Entries from a pointing dataset:
<<<<

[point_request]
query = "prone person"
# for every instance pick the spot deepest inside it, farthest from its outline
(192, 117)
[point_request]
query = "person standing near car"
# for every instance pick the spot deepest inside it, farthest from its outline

>>>>

> _Problem_: Rewrite the listing above, replacing every occurrence of "person" with "individual" and leaving all other text unchanged.

> _Solved exercise_:
[point_request]
query = "prone individual"
# for every instance pick the spot deepest inside it, farthest from its outline
(192, 117)
[point_request]
query = "individual standing near car"
# for every instance pick the spot deepest inside it, farthest from its outline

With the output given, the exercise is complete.